- _YOUR GOAL_
Starting with the line that contains "the magenta petal" and going on through the end of the data, write those lines out again, swapping every "pointer" for "marker" and leaving everything else unchanged.

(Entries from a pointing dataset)
****************************************

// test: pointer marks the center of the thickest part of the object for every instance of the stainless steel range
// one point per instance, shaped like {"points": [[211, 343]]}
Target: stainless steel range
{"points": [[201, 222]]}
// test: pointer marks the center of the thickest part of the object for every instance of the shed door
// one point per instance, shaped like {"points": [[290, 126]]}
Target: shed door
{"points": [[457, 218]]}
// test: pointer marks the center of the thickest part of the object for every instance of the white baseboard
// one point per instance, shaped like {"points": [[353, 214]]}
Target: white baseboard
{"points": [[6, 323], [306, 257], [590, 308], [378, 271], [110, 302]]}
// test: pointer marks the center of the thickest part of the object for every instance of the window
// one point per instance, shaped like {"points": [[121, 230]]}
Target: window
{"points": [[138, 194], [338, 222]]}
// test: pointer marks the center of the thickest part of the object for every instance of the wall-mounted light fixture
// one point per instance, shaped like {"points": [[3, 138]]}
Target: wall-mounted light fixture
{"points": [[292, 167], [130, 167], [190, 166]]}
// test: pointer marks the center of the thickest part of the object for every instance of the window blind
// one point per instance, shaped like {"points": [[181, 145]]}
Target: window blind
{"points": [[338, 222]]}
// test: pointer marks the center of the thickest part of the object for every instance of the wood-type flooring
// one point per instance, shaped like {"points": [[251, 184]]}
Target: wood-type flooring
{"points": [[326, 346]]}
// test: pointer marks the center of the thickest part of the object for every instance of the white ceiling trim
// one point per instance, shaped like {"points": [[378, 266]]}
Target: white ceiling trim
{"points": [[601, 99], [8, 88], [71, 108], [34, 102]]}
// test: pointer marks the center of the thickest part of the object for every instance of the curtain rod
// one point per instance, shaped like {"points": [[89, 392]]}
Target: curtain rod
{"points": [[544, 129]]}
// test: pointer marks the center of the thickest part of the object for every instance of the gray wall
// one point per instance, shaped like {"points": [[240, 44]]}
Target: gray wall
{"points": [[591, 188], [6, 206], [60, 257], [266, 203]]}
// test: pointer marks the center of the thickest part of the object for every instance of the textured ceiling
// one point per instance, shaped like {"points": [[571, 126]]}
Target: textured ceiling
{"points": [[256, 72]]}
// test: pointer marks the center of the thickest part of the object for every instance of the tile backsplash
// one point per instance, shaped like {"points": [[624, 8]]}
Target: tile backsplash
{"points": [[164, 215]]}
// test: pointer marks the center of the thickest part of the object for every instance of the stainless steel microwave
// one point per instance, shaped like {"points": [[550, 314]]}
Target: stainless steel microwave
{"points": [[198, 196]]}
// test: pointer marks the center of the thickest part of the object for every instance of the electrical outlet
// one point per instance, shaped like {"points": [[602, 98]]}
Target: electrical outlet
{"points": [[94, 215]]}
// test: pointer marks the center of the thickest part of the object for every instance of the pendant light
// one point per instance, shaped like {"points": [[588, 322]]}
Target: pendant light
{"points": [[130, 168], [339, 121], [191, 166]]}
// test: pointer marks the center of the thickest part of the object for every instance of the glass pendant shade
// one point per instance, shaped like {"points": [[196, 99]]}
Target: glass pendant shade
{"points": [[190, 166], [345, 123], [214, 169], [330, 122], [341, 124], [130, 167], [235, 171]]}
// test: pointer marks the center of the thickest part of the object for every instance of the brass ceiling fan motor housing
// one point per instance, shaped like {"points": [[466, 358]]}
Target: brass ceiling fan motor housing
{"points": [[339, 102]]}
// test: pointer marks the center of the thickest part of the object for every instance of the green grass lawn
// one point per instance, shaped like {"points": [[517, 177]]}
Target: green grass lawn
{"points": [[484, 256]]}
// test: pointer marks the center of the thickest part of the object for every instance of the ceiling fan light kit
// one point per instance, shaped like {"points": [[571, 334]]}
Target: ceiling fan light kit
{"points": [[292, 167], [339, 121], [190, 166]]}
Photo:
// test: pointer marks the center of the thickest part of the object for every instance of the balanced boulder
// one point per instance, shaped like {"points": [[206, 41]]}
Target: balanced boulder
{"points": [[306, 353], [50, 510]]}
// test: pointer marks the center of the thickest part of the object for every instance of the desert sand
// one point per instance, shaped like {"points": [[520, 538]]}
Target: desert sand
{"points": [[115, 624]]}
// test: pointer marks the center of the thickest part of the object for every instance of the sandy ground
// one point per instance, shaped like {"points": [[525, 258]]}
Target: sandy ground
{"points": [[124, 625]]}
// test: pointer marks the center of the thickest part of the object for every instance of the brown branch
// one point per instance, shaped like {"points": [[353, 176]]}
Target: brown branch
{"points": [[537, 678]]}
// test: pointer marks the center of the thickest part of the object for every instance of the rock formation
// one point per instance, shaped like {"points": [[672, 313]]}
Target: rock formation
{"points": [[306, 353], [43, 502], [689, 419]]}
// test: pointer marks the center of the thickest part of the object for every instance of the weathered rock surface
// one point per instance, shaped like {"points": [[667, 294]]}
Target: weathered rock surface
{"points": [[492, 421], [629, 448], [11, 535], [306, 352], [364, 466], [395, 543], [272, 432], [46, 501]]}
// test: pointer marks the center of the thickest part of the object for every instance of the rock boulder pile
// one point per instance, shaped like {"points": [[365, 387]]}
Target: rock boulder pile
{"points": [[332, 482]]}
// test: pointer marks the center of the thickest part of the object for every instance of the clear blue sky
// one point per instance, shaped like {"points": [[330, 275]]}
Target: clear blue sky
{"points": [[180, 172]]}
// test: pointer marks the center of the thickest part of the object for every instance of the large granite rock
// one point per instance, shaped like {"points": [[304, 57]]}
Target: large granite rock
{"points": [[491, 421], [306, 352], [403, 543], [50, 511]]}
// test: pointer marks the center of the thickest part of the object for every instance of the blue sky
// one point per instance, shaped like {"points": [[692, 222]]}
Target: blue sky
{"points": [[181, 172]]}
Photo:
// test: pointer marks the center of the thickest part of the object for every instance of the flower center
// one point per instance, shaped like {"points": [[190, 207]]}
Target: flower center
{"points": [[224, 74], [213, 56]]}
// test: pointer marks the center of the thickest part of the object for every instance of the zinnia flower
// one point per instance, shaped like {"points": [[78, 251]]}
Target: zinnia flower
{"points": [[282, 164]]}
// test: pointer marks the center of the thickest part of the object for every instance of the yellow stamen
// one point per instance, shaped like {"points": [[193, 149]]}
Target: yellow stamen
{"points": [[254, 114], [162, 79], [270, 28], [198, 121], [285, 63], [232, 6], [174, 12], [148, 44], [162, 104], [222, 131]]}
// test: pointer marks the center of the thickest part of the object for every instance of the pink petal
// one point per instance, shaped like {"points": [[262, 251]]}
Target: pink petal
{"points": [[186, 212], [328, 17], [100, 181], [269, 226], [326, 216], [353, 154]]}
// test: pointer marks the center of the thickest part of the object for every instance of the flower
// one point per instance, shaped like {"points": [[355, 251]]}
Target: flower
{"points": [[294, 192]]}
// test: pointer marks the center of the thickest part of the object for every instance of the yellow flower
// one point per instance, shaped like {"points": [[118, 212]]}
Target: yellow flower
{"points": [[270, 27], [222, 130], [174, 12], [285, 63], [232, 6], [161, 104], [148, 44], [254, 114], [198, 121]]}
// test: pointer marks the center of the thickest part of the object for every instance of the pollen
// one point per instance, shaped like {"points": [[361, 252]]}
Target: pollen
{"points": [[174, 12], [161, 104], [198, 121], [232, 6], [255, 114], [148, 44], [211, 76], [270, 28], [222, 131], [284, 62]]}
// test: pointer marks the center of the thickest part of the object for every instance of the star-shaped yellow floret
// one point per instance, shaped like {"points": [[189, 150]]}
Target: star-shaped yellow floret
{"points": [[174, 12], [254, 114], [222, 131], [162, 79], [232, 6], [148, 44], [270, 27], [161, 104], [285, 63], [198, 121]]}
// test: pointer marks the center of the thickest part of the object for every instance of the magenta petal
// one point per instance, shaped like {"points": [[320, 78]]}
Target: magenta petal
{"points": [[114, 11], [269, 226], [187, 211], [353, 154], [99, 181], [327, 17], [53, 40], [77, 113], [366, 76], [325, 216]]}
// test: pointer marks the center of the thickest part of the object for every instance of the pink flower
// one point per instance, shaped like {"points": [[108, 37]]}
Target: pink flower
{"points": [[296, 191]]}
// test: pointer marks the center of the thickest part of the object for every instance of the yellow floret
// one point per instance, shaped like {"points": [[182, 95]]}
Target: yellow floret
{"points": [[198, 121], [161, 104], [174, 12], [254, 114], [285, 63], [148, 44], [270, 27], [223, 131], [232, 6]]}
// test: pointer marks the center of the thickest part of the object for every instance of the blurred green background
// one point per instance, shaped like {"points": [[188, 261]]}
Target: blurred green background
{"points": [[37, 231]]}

****************************************

- _WRITTEN SOLUTION_
// test: marker marks the center of the thickest part of the object for every instance of the magenta petal
// one point per instance, shaped like {"points": [[320, 78]]}
Target: magenta petal
{"points": [[114, 11], [269, 226], [187, 211], [353, 154], [99, 181], [327, 17], [53, 40], [77, 113], [366, 76], [325, 216]]}
// test: marker marks the center of the thickest part of the object for every instance of the pink flower
// one point per instance, shaped like {"points": [[108, 37]]}
Target: pink flower
{"points": [[296, 191]]}
// test: marker marks the center of the thickest part of the object for every instance of the yellow floret
// one point per instance, shaped like {"points": [[182, 95]]}
Target: yellow floret
{"points": [[198, 121], [161, 104], [174, 12], [254, 114], [285, 63], [148, 44], [270, 27], [223, 131], [232, 6]]}
// test: marker marks the center of the thickest part of the object for every instance of the blurred green background
// one point per instance, shaped like {"points": [[188, 261]]}
Target: blurred green background
{"points": [[37, 231]]}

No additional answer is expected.